## Problem details
Rescale the data in the stretch from the line containing "Objective — indicate one point on every instance of the arched" through the line containing "Objective — indicate one point on every instance of the green", both ends included, and write out every line of it, requests unchanged. Multiply each x and y coordinate in the answers by 1.1 and round to a whole number, with halves rounding up.

## Dataset records
------------------------------------------------------------
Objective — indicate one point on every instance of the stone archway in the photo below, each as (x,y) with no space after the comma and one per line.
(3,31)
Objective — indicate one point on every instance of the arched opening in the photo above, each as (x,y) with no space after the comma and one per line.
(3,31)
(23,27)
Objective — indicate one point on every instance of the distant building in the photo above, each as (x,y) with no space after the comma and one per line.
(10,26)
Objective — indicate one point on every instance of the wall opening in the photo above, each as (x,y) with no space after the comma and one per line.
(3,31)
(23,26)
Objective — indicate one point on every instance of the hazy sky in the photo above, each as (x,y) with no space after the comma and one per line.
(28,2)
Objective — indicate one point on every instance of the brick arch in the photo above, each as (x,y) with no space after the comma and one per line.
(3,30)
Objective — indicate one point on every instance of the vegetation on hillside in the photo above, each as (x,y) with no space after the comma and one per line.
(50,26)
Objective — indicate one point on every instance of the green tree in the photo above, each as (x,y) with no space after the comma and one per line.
------------------------------------------------------------
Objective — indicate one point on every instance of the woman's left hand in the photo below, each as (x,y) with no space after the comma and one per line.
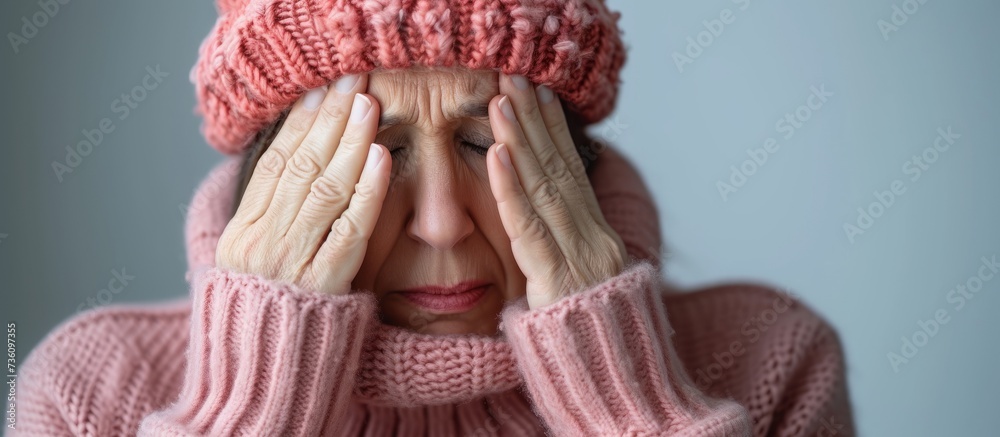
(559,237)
------------------------------------------------------------
## Worked solution
Objective — indicate one point on every instance of the arched opening in the photo above, each as (x,y) with no space after the comma and one per line.
(3,34)
(25,30)
Objective — indicate one point on every instance of the distant building in the photo above, each as (x,y) with no space after the comma and one per line.
(11,29)
Objective — indicate one point on every instance of the wall opening in the photo above, each as (x,y) with no space after the comma and one per line.
(3,34)
(25,29)
Objective — indicate one point on every instance of the hazy sky in the photo above, each as (x,y) with no space after the comma and one per line.
(31,2)
Objective — indicate one point on every instance of the brick arch in the photo above, each as (x,y) with no space after the comma and one per line.
(3,33)
Objective — indicate one point on every instance of the vegetation on hillside in the photo above, each as (x,y) with no space after the comma and one per line.
(55,29)
Objective — indicate one point on every instance of the green tree in the photo above, each as (x,y) with no space after the comma and one per line.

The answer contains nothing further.